= Extracted material =
···
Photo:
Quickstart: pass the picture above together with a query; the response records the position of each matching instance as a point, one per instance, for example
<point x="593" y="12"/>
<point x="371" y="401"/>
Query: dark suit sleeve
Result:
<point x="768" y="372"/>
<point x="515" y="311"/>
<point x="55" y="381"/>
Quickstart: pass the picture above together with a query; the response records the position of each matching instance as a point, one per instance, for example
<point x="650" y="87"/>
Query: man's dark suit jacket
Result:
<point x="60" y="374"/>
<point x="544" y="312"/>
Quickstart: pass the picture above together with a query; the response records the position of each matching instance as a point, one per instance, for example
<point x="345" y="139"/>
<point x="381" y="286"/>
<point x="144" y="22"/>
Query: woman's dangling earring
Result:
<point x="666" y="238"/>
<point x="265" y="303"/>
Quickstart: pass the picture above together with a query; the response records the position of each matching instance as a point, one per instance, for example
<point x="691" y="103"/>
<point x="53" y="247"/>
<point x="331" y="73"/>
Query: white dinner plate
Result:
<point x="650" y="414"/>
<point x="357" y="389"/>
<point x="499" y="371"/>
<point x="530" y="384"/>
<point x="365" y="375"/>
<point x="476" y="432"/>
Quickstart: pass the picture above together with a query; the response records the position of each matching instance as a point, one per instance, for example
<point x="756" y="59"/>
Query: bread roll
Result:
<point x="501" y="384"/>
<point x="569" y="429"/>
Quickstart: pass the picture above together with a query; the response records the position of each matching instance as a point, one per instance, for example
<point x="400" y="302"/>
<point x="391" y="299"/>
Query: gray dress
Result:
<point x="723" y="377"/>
···
= About this task =
Please set down the whole listing above without altering a single line.

= Response area =
Photo:
Quickstart: pass the picture above together with a query; the response records the position of each matching instance as a point, one per instance, for example
<point x="593" y="12"/>
<point x="371" y="401"/>
Query: dark suit sleeve
Result:
<point x="768" y="372"/>
<point x="515" y="311"/>
<point x="55" y="381"/>
Quickstart: pass the picture above together with a query; the response records the position of each matching instance as a point, one per instance, for example
<point x="650" y="87"/>
Query: man's dark suit jacket
Result:
<point x="60" y="374"/>
<point x="544" y="312"/>
Quickstart: pass the picture above together with a query; the response records the position of each matching instance as a point, one per instance, for example
<point x="345" y="139"/>
<point x="381" y="286"/>
<point x="144" y="22"/>
Query: woman's dangling earring
Result:
<point x="666" y="238"/>
<point x="265" y="303"/>
Quickstart: pass the picture above together with a query; the response records the position of each matching instance as a point, one per instance, for example
<point x="691" y="103"/>
<point x="53" y="247"/>
<point x="331" y="73"/>
Query: white dinner plate
Result:
<point x="650" y="414"/>
<point x="357" y="389"/>
<point x="499" y="371"/>
<point x="530" y="384"/>
<point x="365" y="375"/>
<point x="476" y="432"/>
Quickstart: pass the picture above together with a query; the response records the position of each matching instance as a point, one per instance, for example
<point x="756" y="59"/>
Query: bread roll
Result:
<point x="501" y="384"/>
<point x="569" y="429"/>
Quickstart: pass the picture above together with a query; the response records the position of each matching instance as a point, one per instance, for example
<point x="400" y="302"/>
<point x="391" y="299"/>
Query: gray dress
Result:
<point x="723" y="377"/>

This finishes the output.